▶ What to work on
You are asked to write out the entries exactly as they are given.

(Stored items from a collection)
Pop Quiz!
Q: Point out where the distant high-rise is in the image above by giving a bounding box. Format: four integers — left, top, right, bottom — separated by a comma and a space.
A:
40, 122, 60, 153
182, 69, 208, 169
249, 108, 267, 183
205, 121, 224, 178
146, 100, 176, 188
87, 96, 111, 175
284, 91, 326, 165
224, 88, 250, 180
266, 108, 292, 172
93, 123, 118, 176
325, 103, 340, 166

▶ Your solution
Pop Quiz!
Q: Point out where the distant high-rise is in the image above by giving a bounding box. Format: four integers — left, top, right, bottom — separated by a comma and a space.
A:
40, 122, 60, 153
182, 69, 208, 169
249, 108, 267, 183
205, 121, 224, 178
146, 100, 176, 188
87, 96, 111, 175
284, 91, 326, 165
224, 88, 250, 180
266, 108, 292, 172
93, 123, 118, 176
325, 103, 340, 166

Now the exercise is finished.